-------- DATA PROVIDED --------

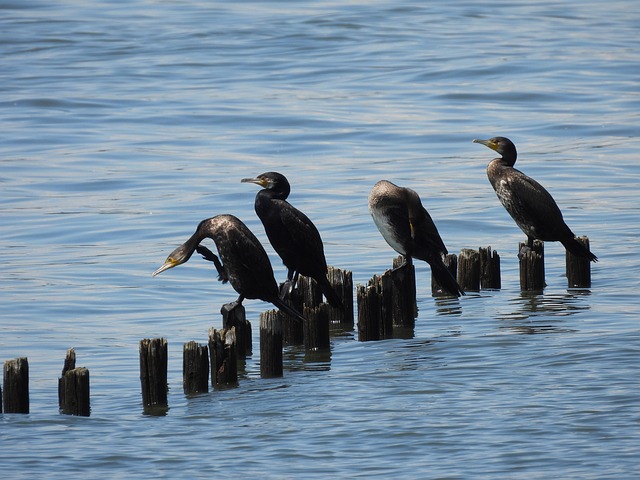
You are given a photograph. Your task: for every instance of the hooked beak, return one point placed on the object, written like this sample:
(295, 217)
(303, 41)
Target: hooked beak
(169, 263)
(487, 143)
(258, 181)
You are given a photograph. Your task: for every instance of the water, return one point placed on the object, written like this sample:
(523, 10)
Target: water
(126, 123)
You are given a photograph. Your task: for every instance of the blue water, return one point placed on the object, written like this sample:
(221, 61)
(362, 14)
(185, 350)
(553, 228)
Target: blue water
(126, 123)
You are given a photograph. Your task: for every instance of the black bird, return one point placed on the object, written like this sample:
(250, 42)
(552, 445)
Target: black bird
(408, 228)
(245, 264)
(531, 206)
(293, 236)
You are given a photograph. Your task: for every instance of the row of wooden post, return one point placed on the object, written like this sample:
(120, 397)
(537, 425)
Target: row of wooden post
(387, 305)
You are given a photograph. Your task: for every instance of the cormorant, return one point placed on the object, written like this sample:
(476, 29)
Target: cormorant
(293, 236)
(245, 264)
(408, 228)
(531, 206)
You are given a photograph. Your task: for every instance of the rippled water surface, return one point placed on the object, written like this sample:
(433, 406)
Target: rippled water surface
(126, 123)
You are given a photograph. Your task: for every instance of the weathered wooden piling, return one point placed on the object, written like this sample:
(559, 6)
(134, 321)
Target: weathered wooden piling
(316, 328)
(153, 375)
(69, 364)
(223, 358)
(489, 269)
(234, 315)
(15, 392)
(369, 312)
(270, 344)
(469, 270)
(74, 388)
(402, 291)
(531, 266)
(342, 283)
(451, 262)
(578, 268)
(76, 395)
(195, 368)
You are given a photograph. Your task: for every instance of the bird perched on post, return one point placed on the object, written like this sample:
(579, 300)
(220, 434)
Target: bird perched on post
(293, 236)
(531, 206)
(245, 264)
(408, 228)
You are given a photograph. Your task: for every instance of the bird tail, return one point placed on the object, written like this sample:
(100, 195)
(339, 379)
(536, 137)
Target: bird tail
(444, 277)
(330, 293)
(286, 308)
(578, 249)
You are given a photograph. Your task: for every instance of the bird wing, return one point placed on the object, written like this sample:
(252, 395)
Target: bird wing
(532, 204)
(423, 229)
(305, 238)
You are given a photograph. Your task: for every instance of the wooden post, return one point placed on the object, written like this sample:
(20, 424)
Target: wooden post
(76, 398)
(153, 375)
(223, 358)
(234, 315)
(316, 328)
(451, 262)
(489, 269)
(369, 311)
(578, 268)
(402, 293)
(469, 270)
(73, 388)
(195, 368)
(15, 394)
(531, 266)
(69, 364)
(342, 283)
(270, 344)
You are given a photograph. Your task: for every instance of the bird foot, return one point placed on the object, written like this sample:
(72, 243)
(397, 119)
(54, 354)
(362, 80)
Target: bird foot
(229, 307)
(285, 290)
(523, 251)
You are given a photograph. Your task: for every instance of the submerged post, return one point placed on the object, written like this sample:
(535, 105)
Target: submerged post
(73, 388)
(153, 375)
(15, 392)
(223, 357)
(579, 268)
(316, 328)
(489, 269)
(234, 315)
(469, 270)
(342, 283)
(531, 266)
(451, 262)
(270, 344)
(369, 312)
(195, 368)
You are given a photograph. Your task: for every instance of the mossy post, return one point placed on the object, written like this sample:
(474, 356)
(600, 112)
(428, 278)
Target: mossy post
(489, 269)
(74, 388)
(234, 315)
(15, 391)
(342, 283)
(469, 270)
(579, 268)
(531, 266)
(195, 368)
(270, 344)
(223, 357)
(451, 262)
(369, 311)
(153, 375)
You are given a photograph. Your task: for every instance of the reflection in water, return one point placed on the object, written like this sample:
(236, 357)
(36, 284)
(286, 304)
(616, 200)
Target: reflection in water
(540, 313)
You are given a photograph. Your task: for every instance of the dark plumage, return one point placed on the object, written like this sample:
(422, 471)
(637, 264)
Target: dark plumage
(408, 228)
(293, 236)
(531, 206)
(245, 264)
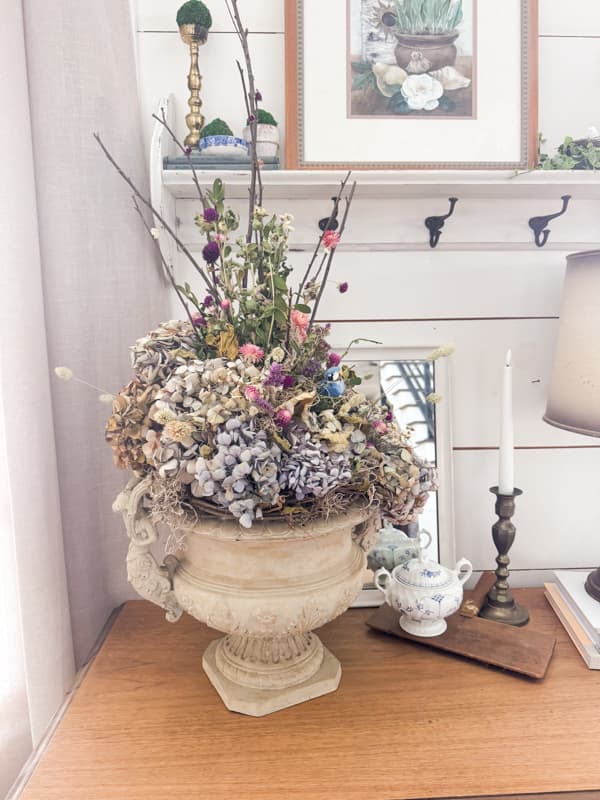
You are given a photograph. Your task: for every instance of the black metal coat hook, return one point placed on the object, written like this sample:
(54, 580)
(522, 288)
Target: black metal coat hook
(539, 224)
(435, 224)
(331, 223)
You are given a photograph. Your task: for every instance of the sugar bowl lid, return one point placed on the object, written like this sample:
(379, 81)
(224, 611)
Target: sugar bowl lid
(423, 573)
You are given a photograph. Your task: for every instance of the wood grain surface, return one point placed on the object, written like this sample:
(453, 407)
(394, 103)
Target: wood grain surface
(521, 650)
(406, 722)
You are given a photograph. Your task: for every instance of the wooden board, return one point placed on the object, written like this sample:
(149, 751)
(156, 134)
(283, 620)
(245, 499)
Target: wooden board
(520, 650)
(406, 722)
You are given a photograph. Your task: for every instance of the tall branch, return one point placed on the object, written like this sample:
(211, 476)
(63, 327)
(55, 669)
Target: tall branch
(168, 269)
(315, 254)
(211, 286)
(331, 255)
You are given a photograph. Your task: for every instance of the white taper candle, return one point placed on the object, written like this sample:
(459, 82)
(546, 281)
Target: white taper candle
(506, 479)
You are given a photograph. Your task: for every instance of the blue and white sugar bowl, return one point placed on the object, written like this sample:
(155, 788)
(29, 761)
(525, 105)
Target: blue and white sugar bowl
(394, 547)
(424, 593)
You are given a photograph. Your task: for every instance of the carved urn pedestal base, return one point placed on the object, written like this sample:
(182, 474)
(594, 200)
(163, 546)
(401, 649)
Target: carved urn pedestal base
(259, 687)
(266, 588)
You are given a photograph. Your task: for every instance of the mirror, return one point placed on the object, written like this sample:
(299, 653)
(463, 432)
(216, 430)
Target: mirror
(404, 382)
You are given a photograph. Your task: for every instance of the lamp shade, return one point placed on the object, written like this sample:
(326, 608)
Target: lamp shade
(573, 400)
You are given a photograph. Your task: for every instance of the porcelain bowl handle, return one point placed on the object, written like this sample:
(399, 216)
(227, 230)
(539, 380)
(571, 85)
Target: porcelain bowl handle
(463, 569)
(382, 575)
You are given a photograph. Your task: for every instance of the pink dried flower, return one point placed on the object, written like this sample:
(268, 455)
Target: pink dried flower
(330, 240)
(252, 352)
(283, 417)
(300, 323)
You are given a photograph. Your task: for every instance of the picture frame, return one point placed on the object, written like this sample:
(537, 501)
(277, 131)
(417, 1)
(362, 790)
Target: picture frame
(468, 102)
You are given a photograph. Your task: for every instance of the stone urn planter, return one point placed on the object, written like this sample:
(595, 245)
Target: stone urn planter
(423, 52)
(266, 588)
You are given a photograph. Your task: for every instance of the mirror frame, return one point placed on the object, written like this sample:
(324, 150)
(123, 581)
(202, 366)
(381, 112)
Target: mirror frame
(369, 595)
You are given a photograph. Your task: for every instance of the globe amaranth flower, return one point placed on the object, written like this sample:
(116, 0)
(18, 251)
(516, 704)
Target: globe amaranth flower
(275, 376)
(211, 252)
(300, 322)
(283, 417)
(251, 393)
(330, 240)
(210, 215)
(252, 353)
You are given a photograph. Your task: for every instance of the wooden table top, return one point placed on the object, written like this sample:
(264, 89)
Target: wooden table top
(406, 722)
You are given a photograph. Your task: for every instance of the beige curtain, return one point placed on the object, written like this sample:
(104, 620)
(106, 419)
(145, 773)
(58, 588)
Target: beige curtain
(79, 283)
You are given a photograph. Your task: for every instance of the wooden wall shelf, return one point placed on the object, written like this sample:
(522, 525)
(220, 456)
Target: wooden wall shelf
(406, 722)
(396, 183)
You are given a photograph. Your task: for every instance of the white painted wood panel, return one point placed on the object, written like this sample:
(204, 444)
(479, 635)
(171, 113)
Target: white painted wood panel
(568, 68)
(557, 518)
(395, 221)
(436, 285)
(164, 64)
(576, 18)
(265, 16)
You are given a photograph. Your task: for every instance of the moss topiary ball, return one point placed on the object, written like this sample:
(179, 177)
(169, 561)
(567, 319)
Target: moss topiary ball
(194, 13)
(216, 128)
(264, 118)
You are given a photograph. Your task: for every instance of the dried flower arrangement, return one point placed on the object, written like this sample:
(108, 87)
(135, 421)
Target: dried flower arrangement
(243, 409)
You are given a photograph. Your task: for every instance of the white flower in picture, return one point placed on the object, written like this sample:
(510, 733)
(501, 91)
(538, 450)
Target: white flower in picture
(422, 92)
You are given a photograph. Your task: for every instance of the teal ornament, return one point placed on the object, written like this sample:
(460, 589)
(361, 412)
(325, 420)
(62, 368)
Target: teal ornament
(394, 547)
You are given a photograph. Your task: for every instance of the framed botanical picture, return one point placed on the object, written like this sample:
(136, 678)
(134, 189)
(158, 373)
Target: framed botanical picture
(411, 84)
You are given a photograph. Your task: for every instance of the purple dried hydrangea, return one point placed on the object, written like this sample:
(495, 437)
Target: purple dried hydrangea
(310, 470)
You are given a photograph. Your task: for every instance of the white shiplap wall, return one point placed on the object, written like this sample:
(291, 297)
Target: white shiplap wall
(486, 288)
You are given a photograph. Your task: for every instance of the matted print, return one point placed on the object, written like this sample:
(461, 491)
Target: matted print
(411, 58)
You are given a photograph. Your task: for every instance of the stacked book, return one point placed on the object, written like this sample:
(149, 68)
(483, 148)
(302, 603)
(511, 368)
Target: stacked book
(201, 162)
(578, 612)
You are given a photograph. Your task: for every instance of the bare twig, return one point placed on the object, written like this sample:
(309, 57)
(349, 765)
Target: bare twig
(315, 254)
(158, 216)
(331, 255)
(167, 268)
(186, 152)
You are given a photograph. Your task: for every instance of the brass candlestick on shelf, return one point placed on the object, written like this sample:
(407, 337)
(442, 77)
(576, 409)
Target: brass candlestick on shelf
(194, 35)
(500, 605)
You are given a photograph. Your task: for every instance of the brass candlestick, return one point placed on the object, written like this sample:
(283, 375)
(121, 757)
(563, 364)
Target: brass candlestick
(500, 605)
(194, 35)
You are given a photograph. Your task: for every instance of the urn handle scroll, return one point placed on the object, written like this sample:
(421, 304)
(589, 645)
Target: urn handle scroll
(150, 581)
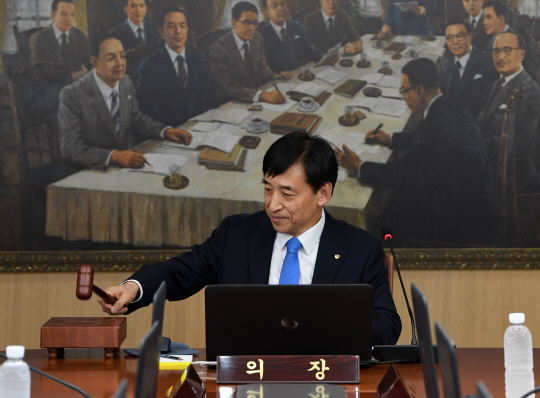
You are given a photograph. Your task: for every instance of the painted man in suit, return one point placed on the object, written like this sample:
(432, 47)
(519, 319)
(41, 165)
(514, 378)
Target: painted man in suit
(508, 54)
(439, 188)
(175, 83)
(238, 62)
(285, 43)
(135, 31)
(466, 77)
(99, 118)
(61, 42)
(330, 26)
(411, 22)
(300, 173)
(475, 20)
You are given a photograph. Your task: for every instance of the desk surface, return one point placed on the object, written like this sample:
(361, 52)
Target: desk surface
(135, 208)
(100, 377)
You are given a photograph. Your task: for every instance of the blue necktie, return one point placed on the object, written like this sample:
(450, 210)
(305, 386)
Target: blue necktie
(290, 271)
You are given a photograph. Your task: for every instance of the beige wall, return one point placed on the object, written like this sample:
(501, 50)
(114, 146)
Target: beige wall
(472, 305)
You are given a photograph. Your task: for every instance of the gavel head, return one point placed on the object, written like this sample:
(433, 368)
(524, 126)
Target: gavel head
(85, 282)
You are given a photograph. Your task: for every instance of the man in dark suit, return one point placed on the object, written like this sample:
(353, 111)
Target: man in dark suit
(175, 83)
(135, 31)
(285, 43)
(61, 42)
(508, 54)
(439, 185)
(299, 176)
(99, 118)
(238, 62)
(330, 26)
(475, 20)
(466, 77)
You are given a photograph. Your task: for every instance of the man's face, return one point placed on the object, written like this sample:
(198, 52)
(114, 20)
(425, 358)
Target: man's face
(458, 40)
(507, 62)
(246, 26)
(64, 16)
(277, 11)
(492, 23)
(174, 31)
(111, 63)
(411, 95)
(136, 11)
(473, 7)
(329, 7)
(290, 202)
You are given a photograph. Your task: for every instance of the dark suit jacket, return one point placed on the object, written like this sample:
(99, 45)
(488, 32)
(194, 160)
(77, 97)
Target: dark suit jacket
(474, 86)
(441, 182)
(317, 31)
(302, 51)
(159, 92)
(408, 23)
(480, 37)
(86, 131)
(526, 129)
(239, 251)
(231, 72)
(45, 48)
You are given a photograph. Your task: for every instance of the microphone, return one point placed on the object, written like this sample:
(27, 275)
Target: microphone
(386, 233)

--------

● WHAT NEEDS TO BE DONE: Reproduce, word for word, only the lines from the one that contains "blue necktie, return" through the final line.

● COMPLETE RESPONSE:
You are given a photograph. Your task: for every instance of the blue necktie, return one point placed on the object, written like this sample:
(450, 210)
(305, 386)
Target: blue necktie
(290, 271)
You are given a photograph. Your task: for every instance of the beige wall, return one point placed on the object, written like this sample:
(501, 50)
(114, 146)
Target: beige wall
(472, 305)
You are given a photograph. Your task: for every instance of the gavel head, return one point placed on the object, written like this sample:
(433, 368)
(524, 126)
Target: gavel head
(85, 282)
You are given a photograph. Your task: for every instance of the man in dark suit, return one point placed on the object, written like this sample:
(353, 111)
Target: man in dark suit
(175, 83)
(135, 31)
(285, 43)
(61, 42)
(508, 54)
(439, 185)
(299, 176)
(99, 118)
(238, 62)
(330, 26)
(475, 20)
(466, 77)
You are given a photograph. Your task: for every instance of the man's face, return one point placed on the object, written like this sample:
(198, 52)
(114, 20)
(425, 358)
Target: man's face
(458, 40)
(507, 62)
(246, 26)
(64, 16)
(277, 11)
(492, 23)
(174, 31)
(111, 63)
(411, 95)
(136, 11)
(473, 7)
(329, 7)
(290, 202)
You are given a photograph. Your task: for every instance of the dark suit jacket, return one point placed on the object, written like this sample:
(99, 45)
(488, 32)
(194, 160)
(77, 97)
Target: dark suit jacket
(474, 86)
(441, 182)
(317, 31)
(302, 51)
(159, 92)
(408, 23)
(480, 37)
(86, 131)
(526, 129)
(239, 251)
(231, 72)
(45, 48)
You are given a photograph. Your task: for every instance of the microphone, return one point placed on the object, written like this sample:
(27, 275)
Target: microphone
(386, 233)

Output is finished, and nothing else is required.